▸ TASK DATA

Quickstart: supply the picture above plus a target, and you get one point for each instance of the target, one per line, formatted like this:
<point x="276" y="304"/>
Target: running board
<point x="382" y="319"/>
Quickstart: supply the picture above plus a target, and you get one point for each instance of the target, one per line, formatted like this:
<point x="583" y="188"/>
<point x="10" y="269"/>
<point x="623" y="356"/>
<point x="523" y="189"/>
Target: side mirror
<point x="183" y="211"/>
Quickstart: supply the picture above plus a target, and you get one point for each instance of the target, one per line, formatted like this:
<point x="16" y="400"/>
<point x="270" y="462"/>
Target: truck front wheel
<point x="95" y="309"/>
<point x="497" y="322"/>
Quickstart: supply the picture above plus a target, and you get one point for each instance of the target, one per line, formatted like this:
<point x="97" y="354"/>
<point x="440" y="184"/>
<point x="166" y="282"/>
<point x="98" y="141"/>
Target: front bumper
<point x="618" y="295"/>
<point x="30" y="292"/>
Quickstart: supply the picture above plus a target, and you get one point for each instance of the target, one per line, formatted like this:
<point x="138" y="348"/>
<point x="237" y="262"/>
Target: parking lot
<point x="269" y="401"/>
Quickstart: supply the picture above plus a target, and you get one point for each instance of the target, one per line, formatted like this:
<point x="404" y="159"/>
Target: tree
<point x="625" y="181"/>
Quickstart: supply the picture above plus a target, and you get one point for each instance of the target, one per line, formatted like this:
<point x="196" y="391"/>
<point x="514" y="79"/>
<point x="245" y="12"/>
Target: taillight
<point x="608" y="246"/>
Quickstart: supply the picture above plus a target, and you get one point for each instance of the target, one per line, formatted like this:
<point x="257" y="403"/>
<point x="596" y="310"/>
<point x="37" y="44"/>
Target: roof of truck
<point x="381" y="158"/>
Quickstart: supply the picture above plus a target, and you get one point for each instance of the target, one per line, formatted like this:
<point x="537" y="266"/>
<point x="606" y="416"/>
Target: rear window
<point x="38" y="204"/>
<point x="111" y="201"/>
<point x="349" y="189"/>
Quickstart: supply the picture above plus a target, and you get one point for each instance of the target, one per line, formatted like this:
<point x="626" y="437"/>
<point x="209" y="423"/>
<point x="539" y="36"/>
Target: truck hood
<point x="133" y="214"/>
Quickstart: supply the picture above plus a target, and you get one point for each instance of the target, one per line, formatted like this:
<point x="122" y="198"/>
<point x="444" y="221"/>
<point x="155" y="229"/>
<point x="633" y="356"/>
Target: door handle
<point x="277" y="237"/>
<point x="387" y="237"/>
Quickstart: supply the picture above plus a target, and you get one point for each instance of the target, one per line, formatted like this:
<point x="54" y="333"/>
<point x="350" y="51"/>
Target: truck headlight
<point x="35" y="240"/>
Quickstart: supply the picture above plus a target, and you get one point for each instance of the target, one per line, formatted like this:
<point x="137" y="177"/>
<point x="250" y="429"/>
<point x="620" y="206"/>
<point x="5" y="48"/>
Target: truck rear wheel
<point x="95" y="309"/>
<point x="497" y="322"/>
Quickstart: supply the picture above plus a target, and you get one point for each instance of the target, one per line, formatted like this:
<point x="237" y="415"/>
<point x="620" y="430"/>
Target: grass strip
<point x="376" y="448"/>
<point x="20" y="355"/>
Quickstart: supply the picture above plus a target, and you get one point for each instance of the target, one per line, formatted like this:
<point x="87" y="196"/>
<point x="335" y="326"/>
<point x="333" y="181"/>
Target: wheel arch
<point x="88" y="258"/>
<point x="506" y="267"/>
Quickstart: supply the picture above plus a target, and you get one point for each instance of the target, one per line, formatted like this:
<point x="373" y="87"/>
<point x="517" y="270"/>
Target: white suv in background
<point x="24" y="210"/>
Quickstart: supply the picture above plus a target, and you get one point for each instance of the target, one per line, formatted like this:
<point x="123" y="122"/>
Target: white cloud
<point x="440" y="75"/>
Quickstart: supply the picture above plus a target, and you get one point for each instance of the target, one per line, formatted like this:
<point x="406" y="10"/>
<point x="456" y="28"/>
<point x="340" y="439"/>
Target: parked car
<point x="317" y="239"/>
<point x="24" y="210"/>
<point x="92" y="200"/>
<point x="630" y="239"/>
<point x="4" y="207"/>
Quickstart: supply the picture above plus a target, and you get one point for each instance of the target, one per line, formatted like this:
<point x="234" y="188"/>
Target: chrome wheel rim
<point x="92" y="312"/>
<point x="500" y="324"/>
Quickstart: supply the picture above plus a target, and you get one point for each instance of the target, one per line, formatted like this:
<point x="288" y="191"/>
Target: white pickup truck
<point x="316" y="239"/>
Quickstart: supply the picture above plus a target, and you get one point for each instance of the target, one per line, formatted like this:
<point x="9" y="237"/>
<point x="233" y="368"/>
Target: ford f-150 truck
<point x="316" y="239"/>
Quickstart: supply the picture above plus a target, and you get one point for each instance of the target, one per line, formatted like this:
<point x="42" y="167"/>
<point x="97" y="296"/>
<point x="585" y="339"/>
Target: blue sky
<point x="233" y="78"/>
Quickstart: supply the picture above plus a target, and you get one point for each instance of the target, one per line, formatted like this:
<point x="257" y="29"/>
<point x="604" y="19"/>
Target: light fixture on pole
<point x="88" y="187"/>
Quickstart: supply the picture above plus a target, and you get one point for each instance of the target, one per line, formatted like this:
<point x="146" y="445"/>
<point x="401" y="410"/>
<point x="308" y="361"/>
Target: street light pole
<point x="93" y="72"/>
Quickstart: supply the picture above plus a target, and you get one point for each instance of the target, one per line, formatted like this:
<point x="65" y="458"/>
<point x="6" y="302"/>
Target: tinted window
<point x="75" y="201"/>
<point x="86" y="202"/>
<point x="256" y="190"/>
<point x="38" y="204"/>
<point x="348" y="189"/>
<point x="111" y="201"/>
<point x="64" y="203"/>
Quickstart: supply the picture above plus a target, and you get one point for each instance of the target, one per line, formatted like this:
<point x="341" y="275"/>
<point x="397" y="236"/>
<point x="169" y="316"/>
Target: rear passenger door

▸ DIRECTIONS
Every record needs to be written out again, exactly as it was given.

▸ TASK RESPONSE
Quickstart: supply the picture above plus a target, and you get one point for each instance of the target, one per line, formatted like this:
<point x="276" y="304"/>
Target: running board
<point x="382" y="319"/>
Quickstart: supply the picture above plus a target, and you get one point for each instance of the target, one per line, formatted like this:
<point x="583" y="188"/>
<point x="10" y="269"/>
<point x="623" y="356"/>
<point x="523" y="189"/>
Target: side mirror
<point x="183" y="211"/>
Quickstart: supply the picture above plus a target, and you get one point for each instance of the target, one per line, formatted like this:
<point x="16" y="400"/>
<point x="270" y="462"/>
Target: truck front wheel
<point x="95" y="309"/>
<point x="497" y="322"/>
Quickstart: supply the picture above plus a target, and you get one point for each instance of the target, one per line, formatted like this:
<point x="97" y="354"/>
<point x="440" y="184"/>
<point x="166" y="282"/>
<point x="98" y="141"/>
Target: front bumper
<point x="618" y="295"/>
<point x="30" y="292"/>
Quickstart: supply the picture above plus a target, and you get one point for each instance of the target, one per line, formatted like this:
<point x="138" y="348"/>
<point x="237" y="262"/>
Target: parking lot
<point x="269" y="401"/>
Quickstart: supply the picture above plus a target, and you get one point for each instance of the target, one per line, formatted like this:
<point x="404" y="159"/>
Target: tree
<point x="625" y="181"/>
Quickstart: supply the picture above plus a target, and you get one point for each instance of the target, one per line, formatted like this:
<point x="196" y="391"/>
<point x="514" y="79"/>
<point x="245" y="12"/>
Target: taillight
<point x="608" y="246"/>
Quickstart: supply the picture above plus a target, and you get one point for each instance of the target, one per line, formatted like this:
<point x="257" y="403"/>
<point x="596" y="310"/>
<point x="37" y="44"/>
Target: roof of truck
<point x="381" y="158"/>
Quickstart: supply the picture above plus a target, and you get one point for each instance of the target, one per line, formatted like this:
<point x="537" y="266"/>
<point x="606" y="416"/>
Target: rear window
<point x="38" y="204"/>
<point x="111" y="201"/>
<point x="349" y="189"/>
Quickstart: supply the picture above plus a target, and you get one point for each instance of the target, one per line, formatted like this:
<point x="626" y="437"/>
<point x="209" y="423"/>
<point x="539" y="36"/>
Target: truck hood
<point x="133" y="214"/>
Quickstart: supply the picture above plus a target, and you get one point for each instance of the target, one per line, formatted like this:
<point x="122" y="198"/>
<point x="444" y="221"/>
<point x="155" y="229"/>
<point x="633" y="356"/>
Target: door handle
<point x="277" y="237"/>
<point x="387" y="237"/>
Quickstart: supply the picture above plus a target, and you get one point for each instance of the target, one per line, formatted like this:
<point x="54" y="333"/>
<point x="350" y="51"/>
Target: truck headlight
<point x="35" y="240"/>
Quickstart: supply the picture above plus a target, and you get one point for each instance of the target, one per line, formatted like this:
<point x="137" y="177"/>
<point x="250" y="429"/>
<point x="620" y="206"/>
<point x="5" y="48"/>
Target: truck rear wheel
<point x="95" y="309"/>
<point x="497" y="322"/>
Quickstart: supply the picture above plus a target, and you get one point for each instance of the target, one per line, formatted like this:
<point x="237" y="415"/>
<point x="620" y="430"/>
Target: grass strip
<point x="376" y="448"/>
<point x="20" y="355"/>
Quickstart: supply the picture above plus a target, and you get one point for each instance of the target, one per line, formatted like this:
<point x="87" y="196"/>
<point x="335" y="326"/>
<point x="333" y="181"/>
Target: wheel arch
<point x="88" y="258"/>
<point x="506" y="267"/>
Quickstart: supply the picture above plus a target, and you get one point for each instance of the target, one per line, formatted like this:
<point x="373" y="87"/>
<point x="517" y="270"/>
Target: white suv in background
<point x="24" y="210"/>
Quickstart: supply the picture above plus a target, and you get one point for each instance of the target, one per line, formatted like this:
<point x="123" y="122"/>
Target: white cloud
<point x="440" y="75"/>
Quickstart: supply the picture above plus a target, and you get one point for each instance of the target, one per line, formatted like this:
<point x="406" y="10"/>
<point x="456" y="28"/>
<point x="340" y="439"/>
Target: parked car
<point x="317" y="239"/>
<point x="24" y="210"/>
<point x="92" y="200"/>
<point x="630" y="239"/>
<point x="4" y="207"/>
Quickstart: supply the picture above plus a target, and you get one point for each instance of the target, one per line, formatted like this:
<point x="234" y="188"/>
Target: chrome wheel rim
<point x="92" y="312"/>
<point x="500" y="324"/>
Quickstart: supply the picture above plus a target, and you get one point for each instance of the target, one per line, formatted like this:
<point x="288" y="191"/>
Target: white pickup truck
<point x="316" y="239"/>
Quickstart: supply the picture above plus a target, and you get one point for each instance of the target, one per line, formatted like this:
<point x="9" y="237"/>
<point x="233" y="368"/>
Target: ford f-150 truck
<point x="316" y="239"/>
Quickstart: supply the picture above plus a target, and you get one point for each instance of the target, one per line, formatted like this:
<point x="42" y="167"/>
<point x="97" y="296"/>
<point x="585" y="339"/>
Target: blue sky
<point x="233" y="78"/>
Quickstart: supply the picture above plus a target, and you get one point for each instance of the target, one per line, formatted like this:
<point x="257" y="29"/>
<point x="604" y="19"/>
Target: light fixture on pole
<point x="88" y="187"/>
Quickstart: supply the picture above plus a target, and you get one point for each instance of the target, one per line, formatted like this:
<point x="146" y="445"/>
<point x="401" y="410"/>
<point x="308" y="361"/>
Target: street light pole
<point x="93" y="72"/>
Quickstart: supply the picture above plus a target, and you get one point for each instance of the target, one per line, formatted like this:
<point x="65" y="458"/>
<point x="6" y="302"/>
Target: tinted window
<point x="75" y="201"/>
<point x="86" y="202"/>
<point x="256" y="190"/>
<point x="38" y="204"/>
<point x="348" y="189"/>
<point x="111" y="201"/>
<point x="64" y="203"/>
Quickstart: supply the picture above plus a target, and you get one point for each instance of the target, one per line, formatted like this:
<point x="341" y="275"/>
<point x="397" y="236"/>
<point x="169" y="316"/>
Target: rear passenger door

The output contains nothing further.